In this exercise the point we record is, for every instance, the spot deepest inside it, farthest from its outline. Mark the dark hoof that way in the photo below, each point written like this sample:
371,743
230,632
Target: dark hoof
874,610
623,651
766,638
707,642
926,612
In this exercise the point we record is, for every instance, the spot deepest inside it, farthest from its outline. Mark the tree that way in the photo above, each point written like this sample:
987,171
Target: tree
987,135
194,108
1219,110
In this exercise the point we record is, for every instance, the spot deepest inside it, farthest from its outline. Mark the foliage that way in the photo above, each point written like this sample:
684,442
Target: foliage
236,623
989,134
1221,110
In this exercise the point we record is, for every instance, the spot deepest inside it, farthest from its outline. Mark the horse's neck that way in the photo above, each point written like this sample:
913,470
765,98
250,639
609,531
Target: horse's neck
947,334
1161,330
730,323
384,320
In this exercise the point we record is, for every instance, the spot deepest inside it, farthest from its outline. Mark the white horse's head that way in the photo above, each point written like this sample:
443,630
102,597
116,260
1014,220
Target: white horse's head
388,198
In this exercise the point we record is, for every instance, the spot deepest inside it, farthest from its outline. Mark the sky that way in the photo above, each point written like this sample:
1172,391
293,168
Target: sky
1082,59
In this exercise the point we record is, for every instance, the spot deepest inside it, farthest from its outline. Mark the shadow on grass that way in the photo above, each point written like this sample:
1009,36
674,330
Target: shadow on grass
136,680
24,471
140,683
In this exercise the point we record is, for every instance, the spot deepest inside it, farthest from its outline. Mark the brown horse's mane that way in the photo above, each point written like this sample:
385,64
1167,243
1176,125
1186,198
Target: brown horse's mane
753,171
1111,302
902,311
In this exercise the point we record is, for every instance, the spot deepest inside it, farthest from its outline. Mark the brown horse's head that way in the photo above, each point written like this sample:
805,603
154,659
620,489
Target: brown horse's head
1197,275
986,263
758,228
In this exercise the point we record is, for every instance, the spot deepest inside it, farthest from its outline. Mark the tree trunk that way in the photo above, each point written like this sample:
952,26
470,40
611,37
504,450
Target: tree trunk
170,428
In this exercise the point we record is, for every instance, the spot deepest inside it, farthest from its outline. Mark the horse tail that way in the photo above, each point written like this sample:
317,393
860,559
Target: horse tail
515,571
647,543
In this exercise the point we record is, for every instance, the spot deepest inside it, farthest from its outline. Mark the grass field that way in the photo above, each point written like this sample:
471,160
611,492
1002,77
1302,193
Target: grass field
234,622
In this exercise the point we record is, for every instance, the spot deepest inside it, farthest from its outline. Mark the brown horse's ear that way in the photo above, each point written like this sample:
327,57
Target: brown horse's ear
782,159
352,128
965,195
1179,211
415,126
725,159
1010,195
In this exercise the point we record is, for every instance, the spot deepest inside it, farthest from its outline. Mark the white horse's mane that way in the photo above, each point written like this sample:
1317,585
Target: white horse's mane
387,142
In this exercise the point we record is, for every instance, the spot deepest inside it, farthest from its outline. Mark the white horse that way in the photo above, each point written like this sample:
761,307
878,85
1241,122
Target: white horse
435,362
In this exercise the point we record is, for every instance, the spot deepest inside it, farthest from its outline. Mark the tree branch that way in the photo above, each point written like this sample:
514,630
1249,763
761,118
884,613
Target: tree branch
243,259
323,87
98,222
------------
Your goal
An exact retyping of the full listing is required.

Answer box
In this exercise the point we record is, for every instance, the spot deepest inside it, farthest from its outline. Mark the dark hoof that way in the photo below, each point written like this sample:
371,743
230,632
Target: dark hoof
874,610
623,651
766,638
707,642
926,612
In this exercise the point we record is, for every instance, the spot deepest inside it, farthest from its outline. Mark the tree that way in the photo above, each point written like this sample:
987,171
Target: tree
987,135
194,108
1219,110
In this exercise the point we record is, for every instance, the spot deepest inside it, farthest from its outline. Mark the foliage that way in the photo above, each point written like this sample:
684,442
Target: foliage
236,623
989,134
1221,110
In this exercise the point we record is, for every instance, the spot deepest inside it, farthest from its outline. Mark the horse's neck that way in the photo above, each point written like this sample:
913,470
765,98
250,639
609,531
Target: horse's neck
947,334
1161,330
730,323
384,320
In this exercise the point we record is, for every instance, the spot deepest inside it, farthest from its outline. Mark the white horse's head that way in the photo above, each point written like this sample:
443,630
102,597
116,260
1014,220
Target: white horse's head
388,198
In this exercise the point we record is, for every instance, the spot deepest inside it, farthest from its outline. Mark the sky that way in the photo above, each point written like this sample:
1172,391
293,168
Target: sky
1082,59
In this exercise the point we record is, for every instance, the spot deepest inside it, farthest from its outline. Mark the shadow on grass that way in the photo above, each point written like this sample:
1009,36
674,330
Target: shadow on grass
136,680
24,471
140,683
In this exercise the point we record is, for every instance, the spot deepest inside it, farthest from its outline. Mark the brown horse's mane that way in the photo above, each point written like this sample:
385,64
1167,243
1176,125
1186,198
Target: brown horse's mane
753,171
1111,302
902,311
In this exercise the point we record is, for every instance, the spot deepest inside it, farthest from its outline. Mark the brown horse's head that way in the photo above, each point written like this sample:
805,603
154,659
620,489
Target: brown horse's head
1197,275
986,263
758,228
In this exercise the point we record is, for every instance, the spot deepest inside it, farthest from its outline. Mark the tree trunk that way in the photo above, each point written like this sample:
952,26
470,40
611,37
504,450
Target: tree trunk
170,428
In this exercise the point we record is, for every instance, the spot deepest inside it, farthest from its outline. Mark the horse tail that way in the photo above, each point written like this sample:
317,393
860,559
Target: horse tail
515,571
647,543
In this exercise the point we record is, for every instance, the spot deepest inside it, farthest from its outline. Mark the grass field that way in the photo above, each point written like this sample:
471,160
611,492
1002,77
1302,193
Target: grass field
234,622
In this exercise the point we record is, for every instance, the spot deepest inside it, farthest from its outline. Mark the brown horse's ear that way in the photo above, each point written like this sample:
327,57
Target: brown horse's ear
782,159
352,128
965,195
1179,211
415,126
725,159
1010,195
In this exercise the point we record is, for every instance, the spot deepest inside it, farthest from its outline. Mark the white horse's mane that way in the photo above, each point written like this sample:
1317,585
Target: white horse's mane
387,142
In this exercise the point we record is, for every instance, the spot deepest inside it, farthest from its outline. Mark the white horse that way in the photo above, each point written like this sample:
761,307
878,85
1241,122
Target: white horse
435,362
In this exercise the point we record is, for every instance, the spot deepest inside it, farthest from its outline. Mark the tree branch that way in the photo above, each point written like this sample:
514,630
1249,763
761,118
884,613
Target: tree branch
243,259
323,87
98,222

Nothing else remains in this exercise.